REQUEST – Collect and copy every line in the records below that contains the string "rooftop". Case counts.

INPUT RECORDS –
* begin *

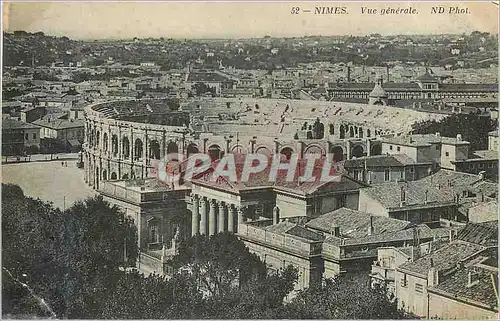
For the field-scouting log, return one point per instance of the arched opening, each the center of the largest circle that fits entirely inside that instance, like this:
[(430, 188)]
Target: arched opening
[(342, 132), (376, 150), (314, 149), (114, 145), (125, 148), (338, 153), (287, 152), (98, 136), (138, 149), (215, 152), (192, 149), (105, 142), (154, 149), (172, 151), (357, 151), (264, 151)]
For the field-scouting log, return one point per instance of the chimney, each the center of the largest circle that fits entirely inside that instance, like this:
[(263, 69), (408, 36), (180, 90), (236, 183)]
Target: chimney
[(432, 276), (450, 235), (472, 278), (371, 229), (403, 197)]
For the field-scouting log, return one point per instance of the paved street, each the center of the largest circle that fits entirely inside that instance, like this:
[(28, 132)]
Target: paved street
[(49, 181)]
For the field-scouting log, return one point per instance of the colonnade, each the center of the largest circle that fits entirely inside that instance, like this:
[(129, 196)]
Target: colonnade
[(210, 216)]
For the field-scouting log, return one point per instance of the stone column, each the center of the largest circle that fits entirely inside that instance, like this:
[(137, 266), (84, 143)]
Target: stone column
[(241, 218), (203, 220), (195, 211), (221, 218), (212, 224), (230, 218)]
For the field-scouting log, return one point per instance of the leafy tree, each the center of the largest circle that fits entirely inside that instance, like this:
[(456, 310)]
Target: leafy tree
[(347, 297), (218, 263), (472, 127)]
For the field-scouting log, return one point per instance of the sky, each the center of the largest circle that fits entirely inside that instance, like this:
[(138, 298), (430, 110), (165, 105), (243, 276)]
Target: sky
[(102, 20)]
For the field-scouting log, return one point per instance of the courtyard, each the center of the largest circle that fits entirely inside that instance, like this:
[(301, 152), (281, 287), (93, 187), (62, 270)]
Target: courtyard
[(49, 181)]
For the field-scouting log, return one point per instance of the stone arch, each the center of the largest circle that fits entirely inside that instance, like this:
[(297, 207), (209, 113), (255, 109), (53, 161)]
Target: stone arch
[(357, 151), (97, 140), (173, 150), (351, 131), (376, 149), (263, 150), (287, 152), (154, 149), (314, 149), (125, 147), (338, 153), (105, 142), (342, 132), (138, 149), (215, 152), (114, 145), (192, 149), (238, 148)]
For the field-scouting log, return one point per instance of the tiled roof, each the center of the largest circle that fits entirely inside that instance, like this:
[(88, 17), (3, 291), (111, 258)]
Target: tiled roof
[(445, 258), (262, 180), (60, 123), (484, 212), (482, 291), (206, 76), (354, 223), (11, 123), (440, 187), (485, 234), (423, 140), (469, 87), (377, 161)]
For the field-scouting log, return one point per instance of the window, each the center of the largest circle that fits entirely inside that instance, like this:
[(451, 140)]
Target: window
[(404, 281)]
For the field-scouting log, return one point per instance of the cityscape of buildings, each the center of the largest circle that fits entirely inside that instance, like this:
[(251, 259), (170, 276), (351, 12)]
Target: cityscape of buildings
[(414, 211)]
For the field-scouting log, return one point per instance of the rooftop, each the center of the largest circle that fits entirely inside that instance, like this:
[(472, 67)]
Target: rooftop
[(354, 223), (443, 259)]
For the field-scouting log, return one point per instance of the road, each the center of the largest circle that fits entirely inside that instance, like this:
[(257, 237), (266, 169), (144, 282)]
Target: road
[(49, 181)]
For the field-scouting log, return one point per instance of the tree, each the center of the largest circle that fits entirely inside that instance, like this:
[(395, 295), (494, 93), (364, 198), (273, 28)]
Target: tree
[(346, 297), (218, 263), (473, 128)]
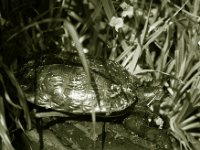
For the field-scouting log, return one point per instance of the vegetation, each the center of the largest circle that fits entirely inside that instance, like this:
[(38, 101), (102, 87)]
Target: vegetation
[(156, 39)]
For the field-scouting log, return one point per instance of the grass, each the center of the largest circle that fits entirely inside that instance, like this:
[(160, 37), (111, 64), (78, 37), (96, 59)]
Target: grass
[(158, 38)]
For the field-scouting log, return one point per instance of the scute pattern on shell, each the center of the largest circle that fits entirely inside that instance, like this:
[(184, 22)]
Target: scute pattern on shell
[(59, 82)]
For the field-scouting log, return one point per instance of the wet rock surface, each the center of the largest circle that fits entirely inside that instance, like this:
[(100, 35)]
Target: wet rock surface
[(78, 135)]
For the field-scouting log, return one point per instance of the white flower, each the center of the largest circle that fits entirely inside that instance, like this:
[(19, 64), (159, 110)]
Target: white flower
[(127, 10), (159, 121), (116, 22)]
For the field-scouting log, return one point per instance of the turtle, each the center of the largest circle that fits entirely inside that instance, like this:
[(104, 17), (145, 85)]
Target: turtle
[(59, 82)]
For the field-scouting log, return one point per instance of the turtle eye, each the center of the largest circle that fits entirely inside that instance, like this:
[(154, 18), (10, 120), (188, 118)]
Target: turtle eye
[(116, 90)]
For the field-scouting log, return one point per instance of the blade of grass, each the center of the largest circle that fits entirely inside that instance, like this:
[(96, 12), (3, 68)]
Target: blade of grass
[(75, 38), (108, 8), (6, 142)]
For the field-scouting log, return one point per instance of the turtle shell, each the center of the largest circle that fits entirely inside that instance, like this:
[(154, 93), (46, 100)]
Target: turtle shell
[(59, 82)]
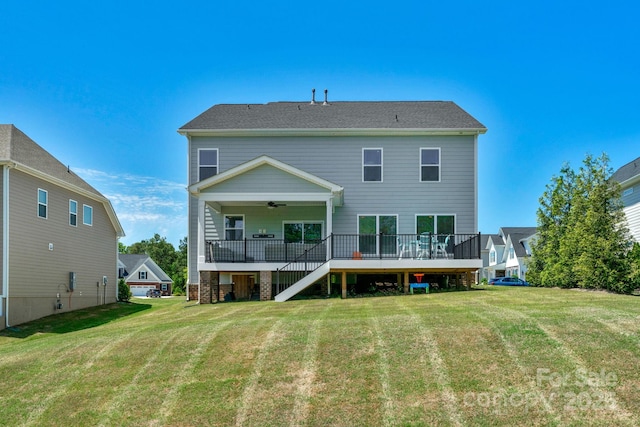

* end *

THE RESULT –
For the field-scouting log, return one point per instance of the rooftop, each the center of the largest circle that fits entirely inside that instance, like this:
Target: rooftop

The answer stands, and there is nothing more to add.